= OBJECTIF DE L'EXERCICE =
Reprenez le texte sur le cellérier selon saint Benoît et poursuivez-le à partir de sa dernière phrase.
··· TEXTE DU DOCUMENT ···
Encore une fois, cet idéal est tellement élevé qu'on n'y accède qu’avec la sainteté. Cela peut toujours venir, cela doit venir ! On peut presque dire que si on est fidèle à Dieu, cela viendra certainement. Mais ce que nous pouvons faire déjà, c'est remercier notre frère Marc qui fait tout de même bien les choses avec son tempérament qui est le sien.

Remarquons que Saint Benoît quand il parle du cellérier ne parle pas de compétences d'ordre technique, c'est uniquement des qualités d'ordre spirituel et des qualités humaines qui sont transfigurées par l'Esprit- Saint. Voilà donc ce vers quoi le cellérier doit tendre. Mais pas seulement le cellérier, aussi chacun des frères.

 

Maintenant nous irons ensemble à l'église et nous remercierons Dieu de nous avoir donné un cellérier bien dévoué qui est malgré tout un père, je m'en aperçois moi-même, et je pense qu'il en est ainsi de chacun d’entre-nous.
··· DONNÉES FOURNIES ···
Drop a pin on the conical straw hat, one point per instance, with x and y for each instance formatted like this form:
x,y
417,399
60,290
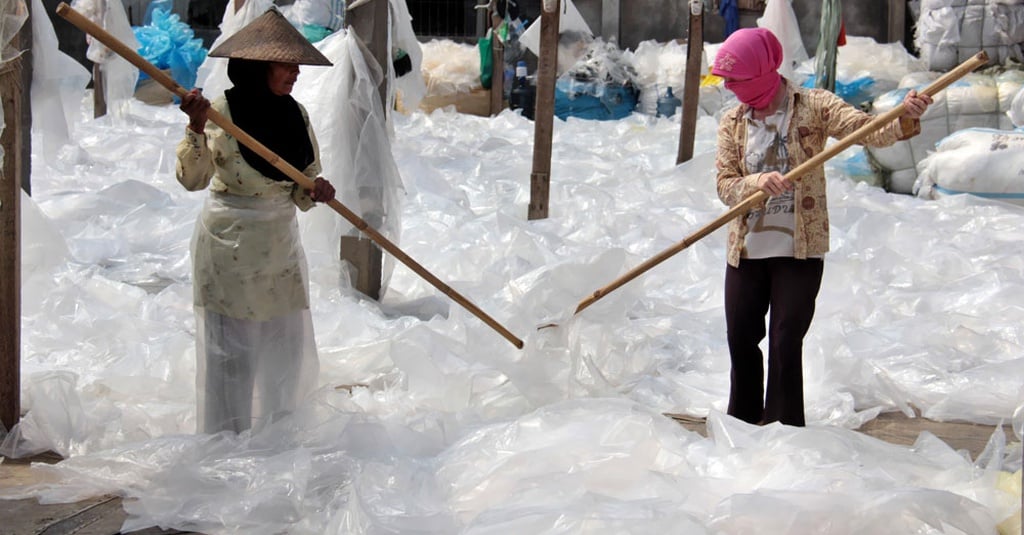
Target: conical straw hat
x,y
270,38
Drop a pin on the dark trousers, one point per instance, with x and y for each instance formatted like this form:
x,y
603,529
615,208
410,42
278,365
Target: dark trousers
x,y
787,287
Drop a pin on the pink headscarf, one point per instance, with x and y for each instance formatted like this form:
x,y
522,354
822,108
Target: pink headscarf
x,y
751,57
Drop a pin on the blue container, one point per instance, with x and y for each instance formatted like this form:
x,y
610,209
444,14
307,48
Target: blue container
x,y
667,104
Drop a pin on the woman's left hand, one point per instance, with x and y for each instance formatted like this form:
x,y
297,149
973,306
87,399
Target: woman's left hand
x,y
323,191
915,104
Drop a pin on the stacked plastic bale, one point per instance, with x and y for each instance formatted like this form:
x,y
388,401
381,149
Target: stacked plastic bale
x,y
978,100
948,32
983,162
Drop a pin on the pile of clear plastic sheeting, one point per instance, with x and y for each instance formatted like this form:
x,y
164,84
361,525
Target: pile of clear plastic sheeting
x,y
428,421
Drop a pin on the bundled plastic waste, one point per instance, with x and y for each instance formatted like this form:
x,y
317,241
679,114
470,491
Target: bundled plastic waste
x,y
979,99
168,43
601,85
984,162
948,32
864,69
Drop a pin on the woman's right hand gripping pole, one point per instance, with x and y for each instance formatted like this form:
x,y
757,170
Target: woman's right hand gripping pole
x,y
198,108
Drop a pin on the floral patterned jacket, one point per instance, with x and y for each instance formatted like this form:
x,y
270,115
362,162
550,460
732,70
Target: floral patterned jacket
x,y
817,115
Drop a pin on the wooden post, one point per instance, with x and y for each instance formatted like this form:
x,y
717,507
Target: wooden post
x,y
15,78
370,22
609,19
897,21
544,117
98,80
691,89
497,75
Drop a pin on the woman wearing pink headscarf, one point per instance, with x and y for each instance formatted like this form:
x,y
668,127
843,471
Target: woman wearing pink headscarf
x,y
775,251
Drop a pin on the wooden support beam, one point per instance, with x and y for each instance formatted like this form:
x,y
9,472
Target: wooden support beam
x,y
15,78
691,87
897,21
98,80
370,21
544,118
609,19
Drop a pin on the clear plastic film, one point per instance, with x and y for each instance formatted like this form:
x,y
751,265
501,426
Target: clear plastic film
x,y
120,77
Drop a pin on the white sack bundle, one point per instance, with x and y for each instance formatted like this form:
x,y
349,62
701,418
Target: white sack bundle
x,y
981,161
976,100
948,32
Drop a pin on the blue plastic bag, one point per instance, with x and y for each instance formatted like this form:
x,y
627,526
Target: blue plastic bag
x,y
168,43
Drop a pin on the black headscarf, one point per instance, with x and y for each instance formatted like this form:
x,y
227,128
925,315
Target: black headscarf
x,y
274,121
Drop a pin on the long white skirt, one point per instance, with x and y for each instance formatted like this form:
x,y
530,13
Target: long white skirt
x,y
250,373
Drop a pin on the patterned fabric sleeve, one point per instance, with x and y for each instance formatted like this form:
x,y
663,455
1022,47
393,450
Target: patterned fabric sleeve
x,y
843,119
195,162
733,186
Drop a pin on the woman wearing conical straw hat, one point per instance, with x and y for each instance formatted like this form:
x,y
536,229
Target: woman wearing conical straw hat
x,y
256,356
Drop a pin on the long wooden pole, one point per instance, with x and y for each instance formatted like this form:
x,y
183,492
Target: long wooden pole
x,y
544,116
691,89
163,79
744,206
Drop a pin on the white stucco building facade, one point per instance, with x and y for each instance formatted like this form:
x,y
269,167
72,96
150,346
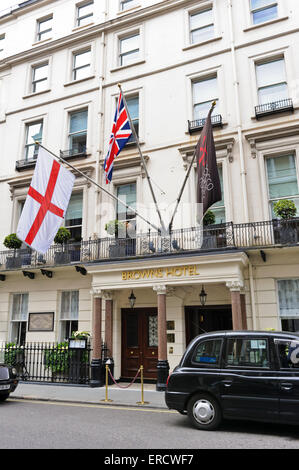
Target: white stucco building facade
···
= ZONE DE RÉPONSE =
Et nous demanderons à Dieu de nous le garder encore bien longtemps. Et nous lui demanderons aussi de nous aider chacun et tous à devenir des moines parfaits dans lesquels le Christ puisse reconnaître son visage.

 


Chapitre 31,27-42 : Portrait idéal du cellérier.09.03.88

      L’humilité du cellérier.

 

Mes frères,

 

Nous remarquons que Saint Benoît maintient l'estime excellente qu'il nourrit pour son cellérier. Sans doute avait-il dans sa communauté un frère qu'il lui a suffis de regarder vivre pour être inspiré dans la rédaction de ce chapitre.

Le cellérier est l'ombre de l'Abbé projetée sur le matériel. Le cellérier agit en tout comme le ferait l'Abbé lui-même et il n'outrepasse pas ses pouvoirs. Il aura soin de tout ce que l'Abbé lui aura  prescrit et ne s'ingérera pas dans ce qu'il lui a défendu, 31,33. Il reste donc à sa place.

 

C'est pourquoi sa grande qualité sera l'humilité. Avant tout, qu’il ait l'humilité, 31,27. Et cette humilité va resplendir comme un rayon sur l'Abbé et sur les frères, un rayon qui sécurise, qui montre la route, qui réchauffe le cœur, qui encourage.

Le cellérier ne vit pas pour lui, il vit pour les autres. C'est cela le secret et la beauté de l'humilité. Il s'oublie pour soulager l'Abbé dans ses soucis d'ordre temporel et pour faciliter la vie aux frères, pour que les frères soient heureux. Voilà donc le cellérier !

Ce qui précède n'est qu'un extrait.